(Pointing and labeling entries)
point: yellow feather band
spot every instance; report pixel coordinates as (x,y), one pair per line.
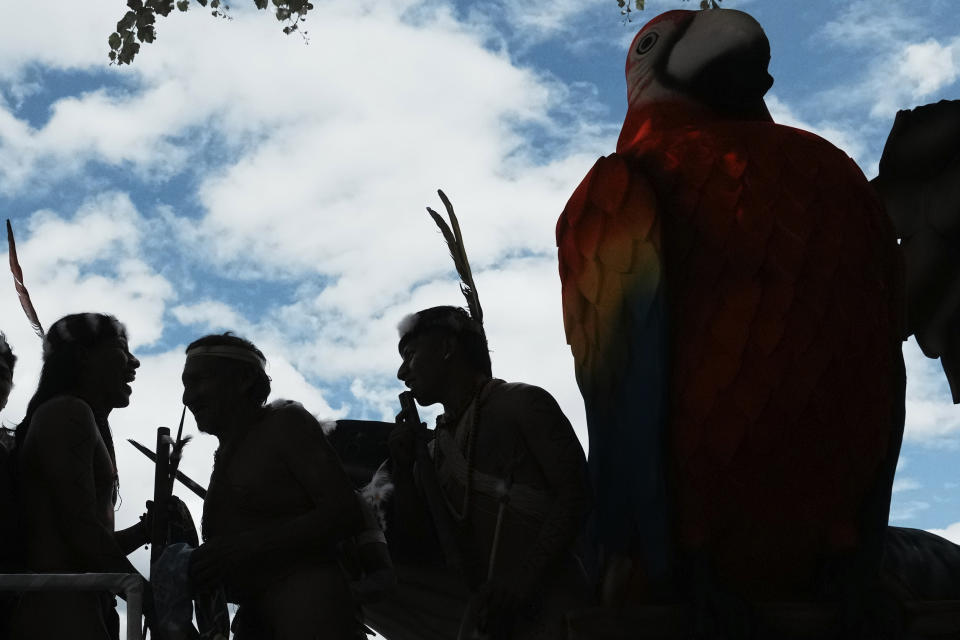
(225,351)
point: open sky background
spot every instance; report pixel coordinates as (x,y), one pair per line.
(236,178)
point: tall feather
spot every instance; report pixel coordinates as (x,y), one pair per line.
(459,254)
(22,292)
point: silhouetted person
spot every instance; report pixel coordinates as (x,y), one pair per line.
(496,444)
(67,478)
(7,361)
(9,556)
(277,505)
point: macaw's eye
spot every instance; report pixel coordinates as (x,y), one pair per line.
(646,43)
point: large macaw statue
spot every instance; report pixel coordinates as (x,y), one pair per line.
(732,296)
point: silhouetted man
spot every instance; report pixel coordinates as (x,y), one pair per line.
(67,477)
(277,504)
(7,360)
(513,480)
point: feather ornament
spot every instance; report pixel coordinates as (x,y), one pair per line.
(22,292)
(459,254)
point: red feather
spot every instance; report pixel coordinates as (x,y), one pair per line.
(22,292)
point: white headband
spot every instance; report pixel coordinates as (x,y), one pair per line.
(226,351)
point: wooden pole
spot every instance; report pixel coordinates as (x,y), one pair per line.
(161,494)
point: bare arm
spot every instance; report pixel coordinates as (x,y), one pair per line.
(334,516)
(554,445)
(68,445)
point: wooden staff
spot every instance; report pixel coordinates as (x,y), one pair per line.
(162,487)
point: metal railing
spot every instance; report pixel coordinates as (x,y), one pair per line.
(128,584)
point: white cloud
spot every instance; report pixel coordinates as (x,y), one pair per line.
(89,262)
(211,315)
(863,24)
(932,418)
(907,510)
(951,532)
(906,484)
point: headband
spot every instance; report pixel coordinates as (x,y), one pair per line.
(232,353)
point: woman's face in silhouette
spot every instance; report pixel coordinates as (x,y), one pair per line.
(110,368)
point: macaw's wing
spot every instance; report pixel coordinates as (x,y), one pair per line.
(919,183)
(614,313)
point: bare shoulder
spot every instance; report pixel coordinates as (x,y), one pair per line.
(521,402)
(292,420)
(64,418)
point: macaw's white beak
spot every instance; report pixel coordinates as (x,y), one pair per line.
(721,60)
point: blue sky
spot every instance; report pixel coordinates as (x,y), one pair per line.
(235,178)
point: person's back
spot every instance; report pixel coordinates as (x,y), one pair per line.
(253,487)
(277,505)
(67,479)
(65,497)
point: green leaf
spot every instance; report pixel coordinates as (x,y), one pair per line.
(128,20)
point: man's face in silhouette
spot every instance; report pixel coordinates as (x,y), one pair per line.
(211,392)
(114,368)
(426,365)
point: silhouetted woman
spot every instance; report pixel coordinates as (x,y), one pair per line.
(67,477)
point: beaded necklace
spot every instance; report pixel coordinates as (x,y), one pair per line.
(473,409)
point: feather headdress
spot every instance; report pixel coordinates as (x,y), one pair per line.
(459,254)
(22,292)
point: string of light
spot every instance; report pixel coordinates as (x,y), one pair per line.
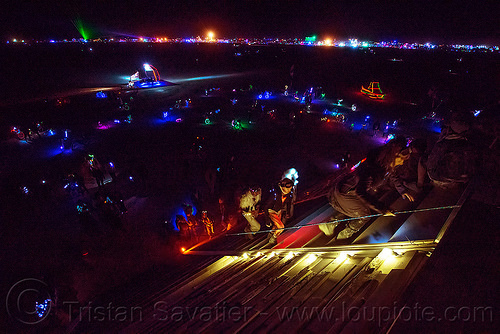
(347,219)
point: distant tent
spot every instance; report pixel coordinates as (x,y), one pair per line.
(373,91)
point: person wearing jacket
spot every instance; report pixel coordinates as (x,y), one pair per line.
(354,194)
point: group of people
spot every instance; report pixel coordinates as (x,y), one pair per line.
(188,224)
(277,209)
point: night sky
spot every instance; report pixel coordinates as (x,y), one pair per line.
(402,20)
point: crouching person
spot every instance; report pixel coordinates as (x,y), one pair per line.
(279,208)
(249,205)
(355,194)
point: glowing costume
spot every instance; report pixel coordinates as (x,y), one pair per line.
(249,204)
(208,223)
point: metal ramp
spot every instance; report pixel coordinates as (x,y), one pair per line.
(305,283)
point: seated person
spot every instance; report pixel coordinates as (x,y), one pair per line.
(249,205)
(279,207)
(408,178)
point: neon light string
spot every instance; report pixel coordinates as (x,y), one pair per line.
(156,73)
(347,219)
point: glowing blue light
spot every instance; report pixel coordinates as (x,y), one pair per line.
(42,308)
(101,95)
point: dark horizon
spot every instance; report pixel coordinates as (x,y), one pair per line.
(414,21)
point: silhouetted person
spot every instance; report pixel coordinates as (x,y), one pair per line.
(353,195)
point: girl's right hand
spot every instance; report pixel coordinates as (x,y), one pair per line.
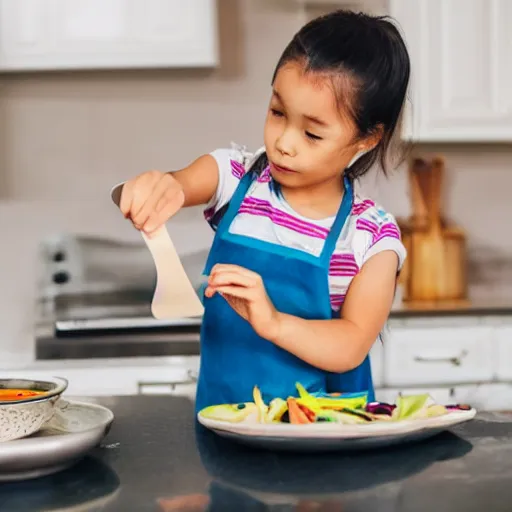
(150,199)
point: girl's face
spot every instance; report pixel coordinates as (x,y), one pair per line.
(309,142)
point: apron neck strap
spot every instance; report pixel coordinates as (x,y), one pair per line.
(339,222)
(235,202)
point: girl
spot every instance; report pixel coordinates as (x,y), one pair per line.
(302,271)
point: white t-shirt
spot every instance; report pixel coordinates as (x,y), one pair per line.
(265,215)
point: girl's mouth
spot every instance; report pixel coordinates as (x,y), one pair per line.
(280,169)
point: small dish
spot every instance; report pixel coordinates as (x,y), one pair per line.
(74,430)
(23,416)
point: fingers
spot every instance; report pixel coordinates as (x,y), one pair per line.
(150,199)
(230,290)
(229,277)
(235,281)
(221,268)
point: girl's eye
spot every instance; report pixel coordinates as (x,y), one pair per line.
(312,136)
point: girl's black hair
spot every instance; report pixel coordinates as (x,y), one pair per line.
(367,60)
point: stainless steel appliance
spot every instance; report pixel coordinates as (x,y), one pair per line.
(90,285)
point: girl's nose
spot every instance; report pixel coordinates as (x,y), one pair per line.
(285,144)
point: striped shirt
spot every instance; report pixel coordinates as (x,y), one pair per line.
(265,215)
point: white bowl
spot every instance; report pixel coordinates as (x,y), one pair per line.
(24,417)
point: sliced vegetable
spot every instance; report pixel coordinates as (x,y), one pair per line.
(339,417)
(436,410)
(260,404)
(276,410)
(297,415)
(232,413)
(380,409)
(320,401)
(412,406)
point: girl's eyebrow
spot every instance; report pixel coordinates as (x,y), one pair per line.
(312,119)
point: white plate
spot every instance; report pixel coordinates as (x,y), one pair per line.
(331,436)
(73,431)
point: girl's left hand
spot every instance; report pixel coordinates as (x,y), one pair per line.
(245,293)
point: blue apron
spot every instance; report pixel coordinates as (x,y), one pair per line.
(234,358)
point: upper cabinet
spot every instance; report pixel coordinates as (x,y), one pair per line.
(107,34)
(461,84)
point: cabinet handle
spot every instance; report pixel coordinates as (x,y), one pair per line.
(455,361)
(191,379)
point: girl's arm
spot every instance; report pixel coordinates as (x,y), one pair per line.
(337,345)
(153,197)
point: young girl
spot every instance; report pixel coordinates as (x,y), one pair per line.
(302,271)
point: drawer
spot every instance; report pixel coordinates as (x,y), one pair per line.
(442,395)
(438,356)
(504,352)
(486,397)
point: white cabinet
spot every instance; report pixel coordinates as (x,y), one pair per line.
(107,34)
(416,356)
(504,352)
(461,69)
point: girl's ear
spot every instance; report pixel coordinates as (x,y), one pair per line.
(372,140)
(368,143)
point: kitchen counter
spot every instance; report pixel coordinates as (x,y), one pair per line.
(155,458)
(184,341)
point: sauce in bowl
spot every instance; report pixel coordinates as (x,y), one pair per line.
(12,395)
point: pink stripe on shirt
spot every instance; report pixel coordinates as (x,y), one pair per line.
(280,220)
(388,230)
(254,206)
(337,300)
(237,169)
(367,225)
(343,265)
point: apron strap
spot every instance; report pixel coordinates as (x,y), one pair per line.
(334,233)
(235,202)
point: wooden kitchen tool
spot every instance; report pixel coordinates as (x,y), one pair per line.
(174,295)
(437,254)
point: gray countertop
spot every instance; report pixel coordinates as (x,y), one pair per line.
(156,458)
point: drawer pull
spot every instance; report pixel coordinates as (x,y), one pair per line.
(455,361)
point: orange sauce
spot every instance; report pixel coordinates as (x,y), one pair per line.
(18,394)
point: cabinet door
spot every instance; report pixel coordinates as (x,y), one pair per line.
(106,34)
(439,356)
(504,352)
(461,69)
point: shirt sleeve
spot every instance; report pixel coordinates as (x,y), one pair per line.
(233,163)
(386,237)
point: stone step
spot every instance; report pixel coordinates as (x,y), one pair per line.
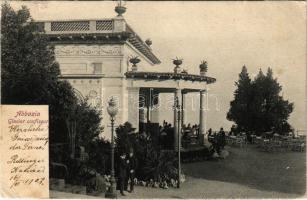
(76,189)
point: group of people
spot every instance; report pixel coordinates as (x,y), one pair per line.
(190,130)
(126,172)
(218,140)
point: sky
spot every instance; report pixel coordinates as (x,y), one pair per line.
(227,35)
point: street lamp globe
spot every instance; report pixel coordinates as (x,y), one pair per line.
(112,107)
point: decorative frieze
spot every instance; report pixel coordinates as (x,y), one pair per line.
(86,50)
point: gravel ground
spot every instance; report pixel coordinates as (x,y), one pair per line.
(245,173)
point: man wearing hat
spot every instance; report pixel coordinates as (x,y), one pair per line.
(122,172)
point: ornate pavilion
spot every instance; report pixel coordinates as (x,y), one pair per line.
(104,57)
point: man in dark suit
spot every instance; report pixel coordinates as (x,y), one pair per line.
(131,170)
(122,172)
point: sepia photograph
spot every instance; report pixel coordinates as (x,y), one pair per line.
(153,99)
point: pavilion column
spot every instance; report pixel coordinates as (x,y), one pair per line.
(177,122)
(202,122)
(183,102)
(133,107)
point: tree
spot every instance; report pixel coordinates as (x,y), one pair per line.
(258,106)
(240,106)
(30,76)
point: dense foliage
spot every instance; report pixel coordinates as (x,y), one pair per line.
(258,106)
(153,163)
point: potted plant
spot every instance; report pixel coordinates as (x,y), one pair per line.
(134,60)
(119,9)
(203,67)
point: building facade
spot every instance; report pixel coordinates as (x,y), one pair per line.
(105,58)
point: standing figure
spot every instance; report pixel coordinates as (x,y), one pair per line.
(222,138)
(122,173)
(131,168)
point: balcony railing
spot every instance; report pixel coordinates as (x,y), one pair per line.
(83,26)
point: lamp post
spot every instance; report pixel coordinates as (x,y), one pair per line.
(179,140)
(112,111)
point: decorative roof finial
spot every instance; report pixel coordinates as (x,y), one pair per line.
(120,9)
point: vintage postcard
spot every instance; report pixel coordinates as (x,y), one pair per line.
(155,99)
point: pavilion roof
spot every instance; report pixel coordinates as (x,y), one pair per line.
(99,31)
(169,75)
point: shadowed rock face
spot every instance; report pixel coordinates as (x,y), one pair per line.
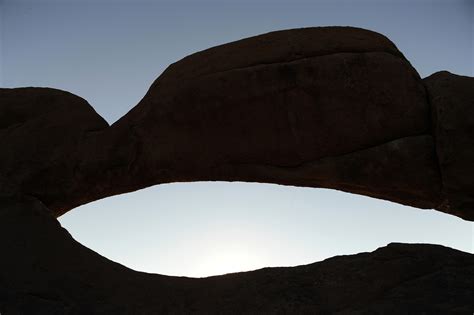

• **WHAT TO WORK ON**:
Copy out the listing word for word, from the line containing "point: ornate pavilion" through the end of the listing, leaving out any pictures.

• **THE COMPLETED TASK**:
point: ornate pavilion
spot every instance; report pixel coordinates as (x,y), one pair per line.
(104,57)
point: man in dark suit
spot every instance; report pixel coordinates as (x,y), one pair per line.
(131,170)
(122,172)
point: sepia photograph
spot every instance; report pixel coordinates as (x,y), one pair per line.
(153,99)
point: pavilion column
spot every instance; report pixel coordinates as (x,y), one pair per line.
(177,122)
(202,122)
(183,102)
(133,107)
point: tree
spot every instance; report pixel coordinates as (x,y), one pair per line.
(258,106)
(240,106)
(30,76)
point: dense foliage
spot every instance; report pixel coordinates as (x,y), one pair per line.
(258,106)
(153,163)
point: potted plant
spot every instance; report pixel coordinates as (x,y), one pair per line.
(134,60)
(119,9)
(203,67)
point: building facade
spot every instance; report pixel coordinates as (x,y), one pair per line.
(105,58)
point: standing figure
spot every instance; report pixel coordinates as (x,y), one pair per line.
(222,138)
(122,173)
(131,168)
point: balcony railing
spot every instance; report pixel coordinates as (x,y), one pair per line.
(83,26)
point: lamp post
spot every instance; report pixel coordinates as (x,y), one pair per line.
(179,140)
(112,111)
point: decorative roof finial
spot every instance; report pixel coordinates as (x,y), one pair per line.
(120,9)
point: vintage postcard
spot every instance; report pixel coordinates as (x,y), one pair per line.
(155,99)
point: pavilion roof
spot every instance; report pixel coordinates as (x,y), one pair per line.
(99,31)
(169,75)
point: shadowed rock face
spot every instance; report pixel coordinates as (x,y), one pair per line.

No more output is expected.